> **SHORT EXERCISE 1**:
Please say whether each statement below agrees with the OCaml forum thread. Answer yes or no for each, and quote the words of the thread that decide it.
(a) The Apple C/C++/Obj-C compiler got Frameworks from the NeXT variant of Unix.
(b) Comby's website lists OCaml in its language list.
(c) The structural grep tool works without any help from the build system.
> **SHORT EXERCISE 2**:
Quote the stretch of the OCaml forum thread from "You do make" through "(SomeLib.convert :[baz])' .ml.", word for word.

> **SELECTED EXCERPT**:
BEGIN

That is one of the easier criticisms to rebut, in my view. A fine example of a Unix-y compiler toolchain that has, for a very very long time, offered a functionally similar feature is the Apple C/C++/Obj-C compiler, which inherited Frameworks from the NeXT variant of Unix™.

I think the other criticisms about package evolution, which you point out, are stronger, and that’s why I’m sympathetic to the view that the problem needs the attention of somebody with a better mind for the theory than me. My hunch is that something that introduces a constraint language for package resolution directly into the language may be warranted, but this question is probably beyond my pay grade.

Nevertheless, if you ask me what “the next priority for OCaml” should be, then solving this problem is my answer.

Oh there’s even a funnier and shorter answer to that. Under the form of a question: Why does OCaml do for C libraries what it refuses to do for its own libraries ?

I suspect this is a bad idea.

You’ll most likely ending up introducing an NP-complete problem in the resolution language which will make it harder to get reproducible builds.

See for example here for a discussion about that. At the time I quite enjoyed at the series about package management here which was trying to devise a system for high-fidelity builds without lock files. I don’t know what it got to in end though, the constraints are hard. But I quite subscribe to his feeling that maybe something has gone wrong with the way we develop software if we need a SAT solver to define the outcomes of our builds.

So personally I rather have that problem pushed to the language agnostic package management layer rather than import it in the language.

2 Likes

You do make a good argument here for that.

Comby is a great tool for this, it’s even written in OCaml! I’ve used it with other languages for this kind of refactoring and it works just as you described, I think your example would be comby 'SomeLib.somefun :[bar] :[baz]' 'SomeLib.somefun :[bar] (SomeLib.convert :[baz])' .ml.

Oddly it doesn’t list OCaml in the language list on the website but there is a parser for it in the source code, so I would expect it to work.

3 Likes

Thanks for the reference. I’ll get in touch with the author to see if they would be interested in actually supporting OCaml.

From a quick look at the documentation, it seems that the tool works purely syntactically. This approach is of limited usefulness in OCaml due to the presence of open, include, module bindings, etc which necessitate some amount of typing information to fully resolve an identifier.

For the record, at LexiFi we have written quite a number of refactoring tools in this style and have found them to be really useful to do large-scale refactorings in our codebase. But these are all one-off tools written with a specific change in mind. In my view, what is missing is a specification language for those kinds of transformations that make sense for OCaml so that more general-purpose tools can be written.

Incidentally, we also have a “structural” grep tool where you can search for expressions with placeholders, for example List.length __ = 0. These expressions can even be annotated with type constrains to restrict the matching set: __ (__ : float) (__ : int) matches all function calls whose first two arguments are of type float and int. Tools of this type are also quite useful. (A technical challenge is that they use .cmi and/or .cmt files to function, and this typically requires some collaboration from the build system.)

Cheers,
Nicolas

6 Likes

Is this tool available anywhere? I’d be interested in trying to use it for refactoring/linting inside ocamllsp.

Comby gives me semgrep vibes, although I admit I haven’t looked too much into either. Are they related though?

END

> **RECORDS SHOWN**:

BEGIN

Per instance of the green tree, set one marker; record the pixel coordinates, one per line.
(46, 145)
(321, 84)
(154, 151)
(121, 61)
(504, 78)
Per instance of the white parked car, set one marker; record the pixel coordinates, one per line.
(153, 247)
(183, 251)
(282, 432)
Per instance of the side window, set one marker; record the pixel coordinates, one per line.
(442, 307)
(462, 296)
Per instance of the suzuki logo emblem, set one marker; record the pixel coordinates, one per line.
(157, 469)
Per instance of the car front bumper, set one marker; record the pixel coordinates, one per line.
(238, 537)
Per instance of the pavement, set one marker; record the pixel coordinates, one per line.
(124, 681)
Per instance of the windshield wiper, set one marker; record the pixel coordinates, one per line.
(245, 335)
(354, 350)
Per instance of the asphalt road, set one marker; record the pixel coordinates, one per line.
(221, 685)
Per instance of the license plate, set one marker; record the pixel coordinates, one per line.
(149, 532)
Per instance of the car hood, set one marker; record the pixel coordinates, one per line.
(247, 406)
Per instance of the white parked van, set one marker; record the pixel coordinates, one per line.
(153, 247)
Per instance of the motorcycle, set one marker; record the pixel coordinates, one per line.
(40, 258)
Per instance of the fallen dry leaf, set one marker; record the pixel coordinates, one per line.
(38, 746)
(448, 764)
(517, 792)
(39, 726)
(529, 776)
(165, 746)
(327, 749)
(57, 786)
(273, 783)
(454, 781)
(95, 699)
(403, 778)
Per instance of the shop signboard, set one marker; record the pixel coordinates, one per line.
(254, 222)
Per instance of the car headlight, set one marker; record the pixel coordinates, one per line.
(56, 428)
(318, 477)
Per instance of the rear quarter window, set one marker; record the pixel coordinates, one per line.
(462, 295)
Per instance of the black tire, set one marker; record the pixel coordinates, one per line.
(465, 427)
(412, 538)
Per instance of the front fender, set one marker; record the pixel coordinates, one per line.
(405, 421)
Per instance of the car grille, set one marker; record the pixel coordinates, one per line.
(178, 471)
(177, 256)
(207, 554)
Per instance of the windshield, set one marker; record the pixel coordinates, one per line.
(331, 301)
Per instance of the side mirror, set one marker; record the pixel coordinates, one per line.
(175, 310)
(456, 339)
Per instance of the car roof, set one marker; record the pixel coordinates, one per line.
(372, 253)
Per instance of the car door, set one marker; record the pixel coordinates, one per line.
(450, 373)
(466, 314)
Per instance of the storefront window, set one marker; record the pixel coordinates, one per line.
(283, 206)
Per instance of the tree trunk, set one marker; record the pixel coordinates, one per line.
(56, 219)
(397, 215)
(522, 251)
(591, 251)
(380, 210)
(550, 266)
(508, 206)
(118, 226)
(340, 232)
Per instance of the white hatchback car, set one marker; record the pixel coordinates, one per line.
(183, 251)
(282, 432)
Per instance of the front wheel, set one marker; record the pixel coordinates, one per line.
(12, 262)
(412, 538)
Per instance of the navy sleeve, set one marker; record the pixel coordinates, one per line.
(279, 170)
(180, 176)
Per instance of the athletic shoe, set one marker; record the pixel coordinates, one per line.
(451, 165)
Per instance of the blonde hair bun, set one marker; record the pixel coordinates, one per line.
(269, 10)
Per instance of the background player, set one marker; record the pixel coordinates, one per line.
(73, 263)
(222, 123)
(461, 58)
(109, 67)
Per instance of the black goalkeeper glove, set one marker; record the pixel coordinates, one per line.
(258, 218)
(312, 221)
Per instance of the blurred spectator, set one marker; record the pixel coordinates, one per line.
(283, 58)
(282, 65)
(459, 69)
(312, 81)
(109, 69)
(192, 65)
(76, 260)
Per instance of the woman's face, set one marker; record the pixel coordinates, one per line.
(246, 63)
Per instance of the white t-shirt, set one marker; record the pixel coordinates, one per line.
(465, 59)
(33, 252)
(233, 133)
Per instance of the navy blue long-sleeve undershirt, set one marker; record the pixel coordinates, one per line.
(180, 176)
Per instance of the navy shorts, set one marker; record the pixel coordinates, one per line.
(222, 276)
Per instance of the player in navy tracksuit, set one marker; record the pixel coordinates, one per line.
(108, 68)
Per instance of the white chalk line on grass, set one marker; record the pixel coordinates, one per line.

END

> **RIGHT ANSWER 1**:
(a) Yes: "which inherited Frameworks from the NeXT variant of Unix™"
(b) No: "Oddly it doesn’t list OCaml in the language list on the website"
(c) No: "this typically requires some collaboration from the build system"

> **RIGHT ANSWER 2**:
You do make a good argument here for that.

Comby is a great tool for this, it’s even written in OCaml! I’ve used it with other languages for this kind of refactoring and it works just as you described, I think your example would be comby 'SomeLib.somefun :[bar] :[baz]' 'SomeLib.somefun :[bar] (SomeLib.convert :[baz])' .ml.